Aim: Without including any pictures, copy each entry below exactly.

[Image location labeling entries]
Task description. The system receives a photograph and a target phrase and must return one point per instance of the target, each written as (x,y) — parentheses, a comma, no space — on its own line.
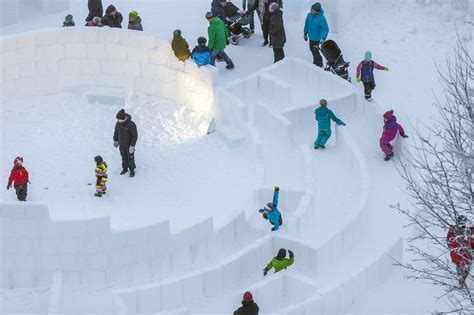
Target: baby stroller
(237,28)
(335,61)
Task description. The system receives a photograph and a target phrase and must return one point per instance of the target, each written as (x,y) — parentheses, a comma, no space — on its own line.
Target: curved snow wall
(55,60)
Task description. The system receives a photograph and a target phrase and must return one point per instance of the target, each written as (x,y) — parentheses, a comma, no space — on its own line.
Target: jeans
(222,54)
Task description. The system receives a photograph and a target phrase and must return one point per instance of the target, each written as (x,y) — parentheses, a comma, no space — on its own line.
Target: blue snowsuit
(324,116)
(274,216)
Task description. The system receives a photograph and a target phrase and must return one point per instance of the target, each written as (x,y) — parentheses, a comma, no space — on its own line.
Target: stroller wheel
(234,39)
(246,32)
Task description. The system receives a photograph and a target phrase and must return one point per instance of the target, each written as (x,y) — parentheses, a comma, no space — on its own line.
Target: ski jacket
(18,175)
(280,263)
(126,133)
(316,26)
(180,47)
(247,308)
(217,34)
(95,9)
(201,55)
(112,21)
(365,70)
(277,30)
(135,24)
(460,244)
(391,127)
(323,116)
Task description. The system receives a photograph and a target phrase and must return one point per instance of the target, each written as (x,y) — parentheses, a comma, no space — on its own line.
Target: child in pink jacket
(390,129)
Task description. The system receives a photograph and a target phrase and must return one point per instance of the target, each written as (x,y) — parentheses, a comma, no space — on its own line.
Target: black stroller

Result:
Task description. The system receives a photograph and a target phrase and must return one point per instance of the target, each written as (x,y) — parentheses, a comma, no space — on its own line.
Target: baby stroller
(237,28)
(335,61)
Task description. The system receives a photograph and a target phrase and must return one point per instance of the target, each written as (x,y) — parentheses, a comma, no space — on its own line.
Target: curved snow wall
(55,60)
Task description. The system receives a photograph and a target phrase and must return one point per instance of the target, each written as (x,y) — parentheses, a comma, no space — on its own line.
Target: jeans
(222,54)
Task description. The system receives a photograph and a target phrase and must return one point per instance of the target, each written as (x,y) — parentheses, a comma, no space — on its own line.
Target: blue snowsuit
(324,116)
(274,216)
Task description. The system receives a photograph and a target phrase and must return one point per instance of the target, each written as (x,y) — parentheses, a comma, no space — on its own line.
Target: stroller wheel
(234,39)
(246,32)
Task description. The system receives a photograph and a target phrase and must return one point per instance of the target, each written as (x,y) — parentheses, a comma, no space — on its own line.
Target: ski jacket
(18,175)
(280,263)
(126,133)
(316,26)
(180,47)
(247,308)
(217,34)
(95,9)
(201,55)
(112,21)
(365,70)
(277,30)
(135,24)
(460,244)
(391,127)
(323,116)
Task description. The system receives a photograph and a target phrase and must return one point per instance of the target, each written as (x,y) — parentheses, a comma, no space — on its own line.
Target: child in pink jacket
(390,129)
Task description. The system receives a photograph and a target phrase and must return one point per instance of the target, each written as (x,y) — parentheses, a comma, no space — on its own line.
Target: black stroller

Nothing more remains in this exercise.